## About this exercise
All entries are to be copied exactly, with pictures removed.

Spatial localization data:
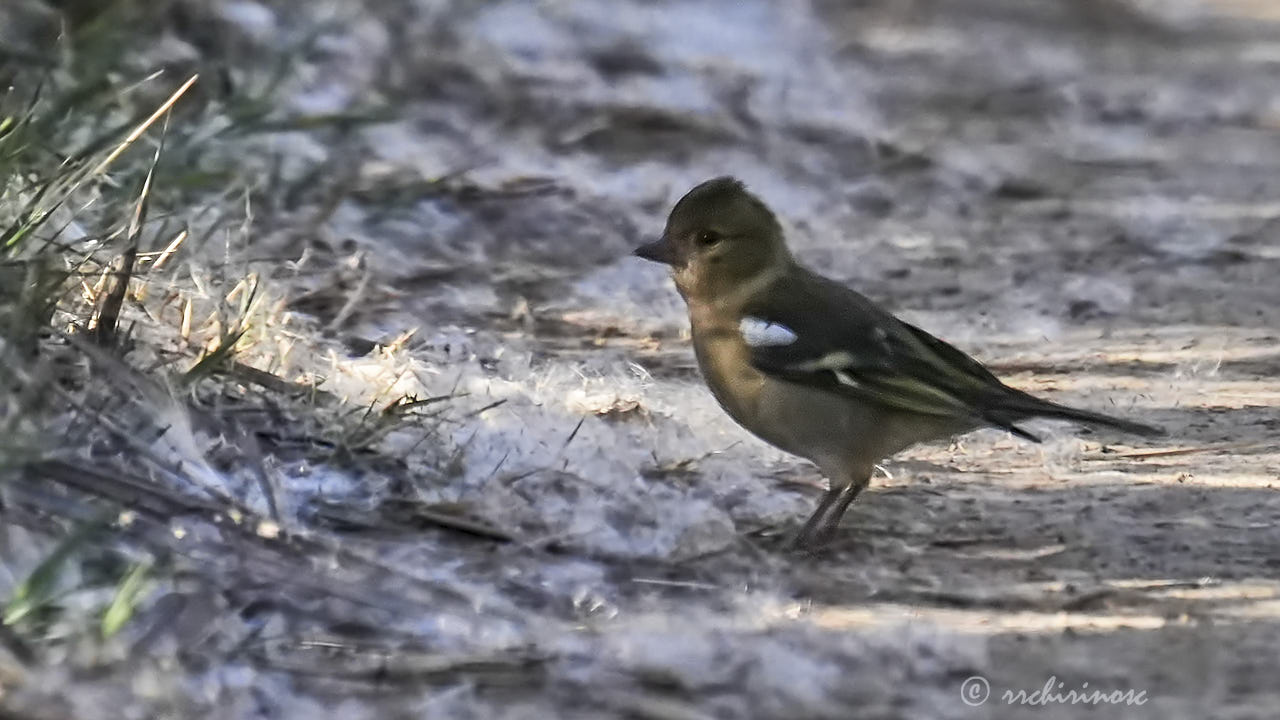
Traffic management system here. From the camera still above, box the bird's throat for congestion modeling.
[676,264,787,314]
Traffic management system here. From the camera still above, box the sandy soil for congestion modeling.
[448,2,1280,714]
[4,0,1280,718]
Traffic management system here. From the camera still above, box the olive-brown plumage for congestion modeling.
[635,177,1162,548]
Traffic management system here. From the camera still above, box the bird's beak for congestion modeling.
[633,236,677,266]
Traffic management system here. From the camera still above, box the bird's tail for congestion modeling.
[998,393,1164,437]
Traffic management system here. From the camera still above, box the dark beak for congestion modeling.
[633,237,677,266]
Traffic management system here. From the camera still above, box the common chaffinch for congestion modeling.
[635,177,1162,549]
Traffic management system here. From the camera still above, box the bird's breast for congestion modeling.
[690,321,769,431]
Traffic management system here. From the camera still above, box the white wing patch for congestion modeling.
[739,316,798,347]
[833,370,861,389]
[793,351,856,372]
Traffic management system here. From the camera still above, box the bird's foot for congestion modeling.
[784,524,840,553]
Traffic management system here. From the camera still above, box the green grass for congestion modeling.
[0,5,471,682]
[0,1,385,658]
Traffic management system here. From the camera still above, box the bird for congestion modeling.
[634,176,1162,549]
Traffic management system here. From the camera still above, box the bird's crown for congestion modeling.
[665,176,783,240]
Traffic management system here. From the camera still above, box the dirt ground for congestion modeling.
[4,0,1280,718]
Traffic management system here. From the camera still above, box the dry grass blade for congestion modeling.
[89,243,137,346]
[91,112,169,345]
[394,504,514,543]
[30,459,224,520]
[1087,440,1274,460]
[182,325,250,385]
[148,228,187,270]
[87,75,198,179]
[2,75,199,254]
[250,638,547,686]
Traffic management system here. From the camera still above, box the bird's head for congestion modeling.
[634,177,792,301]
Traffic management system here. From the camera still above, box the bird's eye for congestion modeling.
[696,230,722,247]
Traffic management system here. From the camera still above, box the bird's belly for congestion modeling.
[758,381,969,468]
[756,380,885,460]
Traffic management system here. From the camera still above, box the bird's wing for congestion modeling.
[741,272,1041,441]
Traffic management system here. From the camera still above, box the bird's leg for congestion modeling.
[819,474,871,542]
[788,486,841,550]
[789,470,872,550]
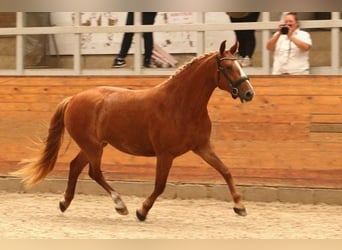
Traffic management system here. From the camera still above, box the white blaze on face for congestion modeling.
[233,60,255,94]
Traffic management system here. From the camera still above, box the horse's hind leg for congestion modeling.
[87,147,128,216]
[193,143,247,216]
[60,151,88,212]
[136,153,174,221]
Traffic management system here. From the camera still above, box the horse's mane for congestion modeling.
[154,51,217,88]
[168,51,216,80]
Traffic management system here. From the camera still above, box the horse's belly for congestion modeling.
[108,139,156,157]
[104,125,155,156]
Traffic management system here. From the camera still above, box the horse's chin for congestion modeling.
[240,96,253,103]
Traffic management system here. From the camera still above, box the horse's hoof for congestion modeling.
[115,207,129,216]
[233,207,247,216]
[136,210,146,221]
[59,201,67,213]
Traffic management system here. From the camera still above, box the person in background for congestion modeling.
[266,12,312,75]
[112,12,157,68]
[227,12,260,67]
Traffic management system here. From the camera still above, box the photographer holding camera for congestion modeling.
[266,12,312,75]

## Response
Traffic management system here. From the camera still above, box the bird's throat for congestion modeling.
[676,264,787,314]
Traffic management system here. From the camera still above, box the sandy soil for congestion modeling.
[448,2,1280,714]
[4,0,1280,718]
Traffic management system here. From the camera still above, box the olive-brown plumage for congestion modeling.
[635,177,1162,548]
Traffic management system here. From the camera still above, box the bird's beak for congestion modeling.
[633,236,677,266]
Traffic management system here. From the camera still above, box the bird's tail for congestion modeling.
[998,393,1164,437]
Traffic management system here. From the camera still above, box the dark beak for congestion modeling.
[633,237,677,266]
Traffic management system here. From the camera still above, box the common chaffinch for congestion modeling.
[635,177,1162,549]
Traffic management system here. From the camera still above, box the bird's breast for congestion modeling.
[690,321,769,431]
Traffic management system here. From the camera still above, box the white wing patch for congestion modeling.
[739,316,798,347]
[833,370,861,389]
[793,351,856,372]
Traffic management system here. From the camera still above, box the bird's foot for congestion modeling.
[784,524,840,553]
Traffic management system here. From the camera still above, box the green grass for congestion modeling.
[0,5,471,682]
[0,1,385,658]
Traffic management system here. From the camera still above, box the bird for congestion modeling.
[634,176,1162,549]
Traffic management system here. From the camera still above, box the bird's crown for congestion modeling.
[665,176,783,240]
Traffic management system here. From the camera still above, box the dirt ground for congestion modeling.
[4,0,1280,718]
Traffic management system here. From the camera still above, box the dry grass blade for congestion modeling.
[89,243,137,346]
[91,112,169,345]
[394,504,514,543]
[30,459,224,520]
[1087,440,1274,460]
[182,325,250,385]
[148,228,187,270]
[87,75,198,179]
[2,75,199,254]
[250,638,547,686]
Traffic management system here. From the camera still above, box the bird's head for congestion modeling.
[634,177,792,301]
Traffic management system here. From the camera still above, box the bird's eye for congestion modeling.
[696,230,722,247]
Traffic management system here. From the camera still above, box the bird's belly for congestion modeling.
[758,381,969,468]
[756,380,885,460]
Traffic management system here. From the camera still above, box the bird's wing for congestion modeling.
[741,272,1041,441]
Traffic management system here. From the camera still above, box the bird's leg for congestion modeling.
[819,474,871,542]
[788,486,841,550]
[789,470,872,550]
Traffic management system here. From the camera still above, box the white blaze on face for congestion modeling.
[233,60,255,94]
Traffic management system here. From the camera still above, box the horse's hind leg for congestion modeling.
[87,147,128,216]
[193,143,247,216]
[60,151,88,212]
[136,153,174,221]
Traffic management system here. From the camera still above, box the horse's mane for congestion modeling.
[154,51,217,88]
[168,51,216,80]
Traffic management system here. From the camera still above, box the horse's belly for congestion modeling.
[108,139,156,157]
[104,125,155,156]
Traffic management system here. From the camera still above, box the horse's chin for congestion modeling.
[240,96,253,103]
Traffic management system here. From the camera still above, box the horse's hoof for congestion modeling.
[115,207,129,216]
[233,207,247,216]
[136,210,146,221]
[59,201,67,213]
Traffic management system here. From the camera still above, box the person in background for congestion modeling.
[266,12,312,75]
[112,12,157,68]
[227,12,260,67]
Traffic management system here. From the camera still above, box the photographer holding camera for congestion modeling.
[266,12,312,75]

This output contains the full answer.